Give only the number of lines in the items below that contain the string "dinghy". Matching is case-sensitive.

* **THE RECORDS**:
** START **

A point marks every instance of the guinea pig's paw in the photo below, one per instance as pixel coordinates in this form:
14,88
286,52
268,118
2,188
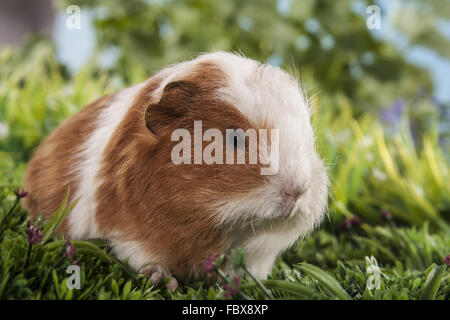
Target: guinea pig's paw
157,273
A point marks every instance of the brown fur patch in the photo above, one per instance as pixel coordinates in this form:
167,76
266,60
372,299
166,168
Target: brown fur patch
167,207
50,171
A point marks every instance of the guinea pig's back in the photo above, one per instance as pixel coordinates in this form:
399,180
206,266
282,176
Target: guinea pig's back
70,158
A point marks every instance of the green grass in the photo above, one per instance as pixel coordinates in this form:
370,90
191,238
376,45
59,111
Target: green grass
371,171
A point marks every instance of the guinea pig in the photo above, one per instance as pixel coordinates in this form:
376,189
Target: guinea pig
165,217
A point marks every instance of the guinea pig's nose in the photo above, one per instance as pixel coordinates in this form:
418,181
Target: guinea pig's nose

** END **
** START **

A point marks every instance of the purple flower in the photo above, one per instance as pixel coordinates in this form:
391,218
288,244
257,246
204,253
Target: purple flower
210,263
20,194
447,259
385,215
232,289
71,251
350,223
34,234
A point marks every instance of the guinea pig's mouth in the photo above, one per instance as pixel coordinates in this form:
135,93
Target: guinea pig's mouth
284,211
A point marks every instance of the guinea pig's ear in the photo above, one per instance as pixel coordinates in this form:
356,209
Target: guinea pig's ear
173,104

** END **
** START **

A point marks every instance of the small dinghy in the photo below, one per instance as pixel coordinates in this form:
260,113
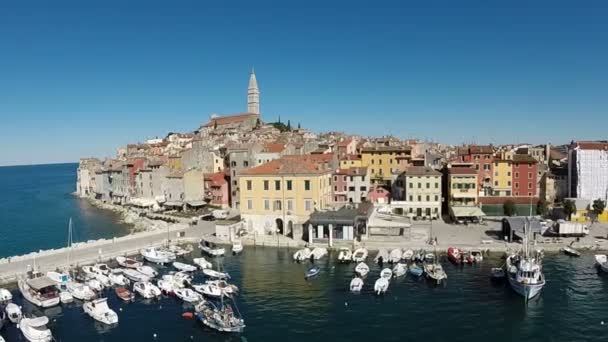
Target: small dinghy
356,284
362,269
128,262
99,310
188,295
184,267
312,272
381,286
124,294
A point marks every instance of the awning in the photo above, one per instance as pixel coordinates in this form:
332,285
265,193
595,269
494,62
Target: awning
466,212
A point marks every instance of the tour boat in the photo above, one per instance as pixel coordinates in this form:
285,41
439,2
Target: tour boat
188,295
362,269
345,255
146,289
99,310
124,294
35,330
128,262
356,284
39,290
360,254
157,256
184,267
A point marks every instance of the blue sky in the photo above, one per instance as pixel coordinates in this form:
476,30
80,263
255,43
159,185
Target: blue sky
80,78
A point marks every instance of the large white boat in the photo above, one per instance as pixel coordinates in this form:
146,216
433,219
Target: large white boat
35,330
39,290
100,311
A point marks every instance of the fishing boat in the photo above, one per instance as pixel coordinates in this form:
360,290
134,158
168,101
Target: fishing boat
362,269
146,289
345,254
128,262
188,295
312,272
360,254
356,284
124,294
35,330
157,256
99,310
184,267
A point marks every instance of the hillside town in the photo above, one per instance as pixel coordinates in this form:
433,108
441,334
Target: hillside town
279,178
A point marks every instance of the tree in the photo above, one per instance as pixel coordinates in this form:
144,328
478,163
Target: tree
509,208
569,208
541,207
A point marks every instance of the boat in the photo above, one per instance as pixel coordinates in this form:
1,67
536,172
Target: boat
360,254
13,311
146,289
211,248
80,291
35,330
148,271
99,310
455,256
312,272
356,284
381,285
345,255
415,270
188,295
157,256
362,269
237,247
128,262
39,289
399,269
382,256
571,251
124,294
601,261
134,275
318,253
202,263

** END **

* **IN RESPONSE**:
2